+++ PAGE EXCERPT +++
Of Personal Deities

I post a lot about Vanafridr, my protector deity, even though it’s abundantly clear that she is not a recognized goddess and that she is a personal deity for me.

I have never really taken time to describe what she means to me as a personal deity though, one worshipped by me and me alone.

It’s a deeper, more intimate relationship than I have with any other gods. Because she is such a personal experience, I end up sharing far more of my emotional energy with her, and she reciprocates with what I am lacking, be it comfort, advice, or something else. It’s a partnership, a true relationship that I try to have with all the gods, but Vanafridr has been in my life since I was small, and I am more attuned to her, which means my interactions with her are easy to have.

However, she is a Goddess of feelings to me, a guardian of dreams and restfulness. She’s more Vanir than Aesir, and so when the time came when she asked me what name I might call her, Vanafridr seemed the obvious first choice, though my own personal ignorance as to her tribe and origin led me to postpone calling her Vana, as I wasn’t entirely certain of what she was. That said, the name has proved to be a perfect fit, and it suits her with delight even more than her old name, which I shall not utter without her approval out of respect.

Vanafridr has given me strength, comfort, and guidance in whatever way I’ve needed, be it as a mother, sister, friend, or lover. She would be anything for me, and I know I would one day like to be whatever she needs me to be as well. I used to be scared of death, but my faith teaches me that death is okay, and Vanafridr reminds me that when I die, she will only be even closer to me.
+++ LISTING +++
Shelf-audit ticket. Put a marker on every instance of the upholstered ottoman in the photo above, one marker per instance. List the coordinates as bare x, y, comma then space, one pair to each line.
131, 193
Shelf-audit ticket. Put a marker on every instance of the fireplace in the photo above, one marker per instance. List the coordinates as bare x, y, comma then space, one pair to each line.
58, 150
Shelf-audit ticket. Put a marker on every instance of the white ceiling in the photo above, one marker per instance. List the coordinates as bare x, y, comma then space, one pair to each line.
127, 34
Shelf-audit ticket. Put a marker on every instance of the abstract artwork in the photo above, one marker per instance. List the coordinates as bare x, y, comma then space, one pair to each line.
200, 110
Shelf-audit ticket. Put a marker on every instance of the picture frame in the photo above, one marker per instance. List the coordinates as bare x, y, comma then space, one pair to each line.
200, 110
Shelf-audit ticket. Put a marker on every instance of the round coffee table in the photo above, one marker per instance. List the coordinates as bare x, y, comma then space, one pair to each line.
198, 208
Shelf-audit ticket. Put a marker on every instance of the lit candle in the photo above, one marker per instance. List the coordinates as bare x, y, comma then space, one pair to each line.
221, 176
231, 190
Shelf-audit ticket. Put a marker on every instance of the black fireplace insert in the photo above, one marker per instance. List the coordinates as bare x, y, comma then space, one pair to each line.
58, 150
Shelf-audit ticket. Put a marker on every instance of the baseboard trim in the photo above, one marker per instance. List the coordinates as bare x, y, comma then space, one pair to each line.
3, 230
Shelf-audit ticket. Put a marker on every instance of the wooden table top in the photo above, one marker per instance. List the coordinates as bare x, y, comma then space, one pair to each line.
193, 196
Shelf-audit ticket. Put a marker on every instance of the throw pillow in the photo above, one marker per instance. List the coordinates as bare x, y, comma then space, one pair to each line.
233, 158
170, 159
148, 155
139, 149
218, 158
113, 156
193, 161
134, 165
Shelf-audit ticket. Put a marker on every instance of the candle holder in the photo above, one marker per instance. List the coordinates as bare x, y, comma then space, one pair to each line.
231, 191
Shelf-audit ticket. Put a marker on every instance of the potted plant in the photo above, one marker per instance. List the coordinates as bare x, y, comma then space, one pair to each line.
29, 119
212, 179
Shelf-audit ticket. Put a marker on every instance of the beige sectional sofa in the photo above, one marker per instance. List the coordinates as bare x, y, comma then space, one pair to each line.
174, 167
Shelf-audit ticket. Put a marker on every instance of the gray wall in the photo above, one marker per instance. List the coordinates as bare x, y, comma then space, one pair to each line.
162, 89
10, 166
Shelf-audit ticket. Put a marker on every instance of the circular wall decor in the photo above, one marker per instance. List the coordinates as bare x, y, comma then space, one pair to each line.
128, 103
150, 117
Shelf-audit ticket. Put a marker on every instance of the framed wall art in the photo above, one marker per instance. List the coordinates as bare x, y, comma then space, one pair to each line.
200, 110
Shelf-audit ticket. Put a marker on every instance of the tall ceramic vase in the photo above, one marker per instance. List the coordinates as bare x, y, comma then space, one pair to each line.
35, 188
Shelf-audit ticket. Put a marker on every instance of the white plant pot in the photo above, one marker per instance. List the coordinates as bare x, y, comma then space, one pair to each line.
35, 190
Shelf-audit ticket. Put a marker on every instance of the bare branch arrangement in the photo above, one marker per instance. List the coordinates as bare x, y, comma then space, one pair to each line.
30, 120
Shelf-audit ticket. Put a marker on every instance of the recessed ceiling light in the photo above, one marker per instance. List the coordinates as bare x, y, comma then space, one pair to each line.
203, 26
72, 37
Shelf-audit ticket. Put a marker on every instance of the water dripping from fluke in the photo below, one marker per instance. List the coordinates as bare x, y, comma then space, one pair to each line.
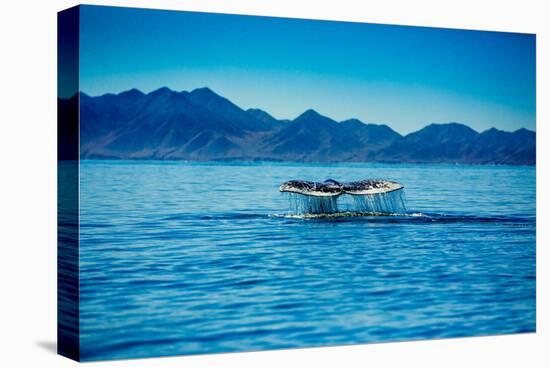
+++
**EXERCISE GOAL**:
Answer these questions from the post about Vanafridr:
(a) Since when has Vanafridr been in the writer's life?
(b) Which tribe is she said to be more like, the Vanir or the Aesir?
(c) What does Vanafridr remind the writer will happen when the writer dies?

**EXERCISE SOLUTION**:
(a) Since the writer was small.
(b) She is more Vanir than Aesir.
(c) She will only be even closer to the writer.